→ **Task A**
Copy out the text below about Council Tax and the cost of social care, word for word.

→ **Selected text**
--- Begin ---
The majority of Council Tax will be spent on social care by 2020, with little left over to pay for repairing potholes, cleaning the streets and running libraries.

We are heading for a funding crisis at local councils with not enough Council Tax revenue to cover the spiralling cost of social care, it has been claimed.

Almost 60p in every £1 that people pay in Council Tax may have to be spent on caring for children and adults by 2020, warns the Local Government Association (LGA).

The new figures show the strain council budgets are under as they try to cover the cost of increasing demand for adult social care and children’s services.

For every £1 collected via Council Tax in 2019/20 the LGA forecasts that 56p will be spent on caring for the elderly, vulnerable and children. That is up from 41p in 2010/11.

The increasing need for social care means local councils are having to divert money from other areas to pay for it. As a result, less money is available for other vital services such as bin collections, repairing potholes and paying for food safety inspectors.

No money to repair potholes (Image:Shutterstock)
--- End ---
→ **Given records**
--- Begin ---
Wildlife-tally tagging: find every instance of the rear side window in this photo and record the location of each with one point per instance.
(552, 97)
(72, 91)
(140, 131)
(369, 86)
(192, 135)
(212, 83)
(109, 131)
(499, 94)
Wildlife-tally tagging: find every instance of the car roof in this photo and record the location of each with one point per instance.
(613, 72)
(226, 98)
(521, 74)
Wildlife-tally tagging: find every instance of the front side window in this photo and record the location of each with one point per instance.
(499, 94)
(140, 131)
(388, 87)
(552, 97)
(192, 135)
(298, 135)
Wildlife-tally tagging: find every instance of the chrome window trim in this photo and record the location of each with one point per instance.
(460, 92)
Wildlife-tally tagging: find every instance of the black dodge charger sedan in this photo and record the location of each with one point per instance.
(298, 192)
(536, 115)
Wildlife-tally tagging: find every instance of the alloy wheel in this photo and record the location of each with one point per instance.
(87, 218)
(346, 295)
--- End ---
→ **Task B**
Reproduce the stretch of the records from the line containing "Wildlife-tally tagging: find every instance of the alloy" through the end of the records, keeping every character unchanged.

→ **Solution A**
The majority of Council Tax will be spent on social care by 2020, with little left over to pay for repairing potholes, cleaning the streets and running libraries.

We are heading for a funding crisis at local councils with not enough Council Tax revenue to cover the spiralling cost of social care, it has been claimed.

Almost 60p in every £1 that people pay in Council Tax may have to be spent on caring for children and adults by 2020, warns the Local Government Association (LGA).

The new figures show the strain council budgets are under as they try to cover the cost of increasing demand for adult social care and children’s services.

For every £1 collected via Council Tax in 2019/20 the LGA forecasts that 56p will be spent on caring for the elderly, vulnerable and children. That is up from 41p in 2010/11.

The increasing need for social care means local councils are having to divert money from other areas to pay for it. As a result, less money is available for other vital services such as bin collections, repairing potholes and paying for food safety inspectors.

No money to repair potholes (Image:Shutterstock)

→ **Solution B**
Wildlife-tally tagging: find every instance of the alloy wheel in this photo and record the location of each with one point per instance.
(87, 218)
(346, 295)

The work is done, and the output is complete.